■ **WRITTEN REQUEST**
Copy out the material below line for line, with no changes at all.

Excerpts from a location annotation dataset

______

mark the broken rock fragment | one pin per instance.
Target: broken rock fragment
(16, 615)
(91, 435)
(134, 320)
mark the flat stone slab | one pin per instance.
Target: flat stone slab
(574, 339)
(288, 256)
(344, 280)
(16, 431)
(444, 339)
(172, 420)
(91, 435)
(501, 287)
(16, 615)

______

■ **TASK OUTPUT**
mark the broken rock fragment | one pin per instance.
Target: broken rock fragment
(16, 615)
(91, 435)
(134, 320)
mark the flat stone slab | one pin per instance.
Target: flat stone slab
(574, 339)
(288, 256)
(344, 280)
(16, 431)
(444, 339)
(172, 420)
(91, 435)
(501, 287)
(16, 615)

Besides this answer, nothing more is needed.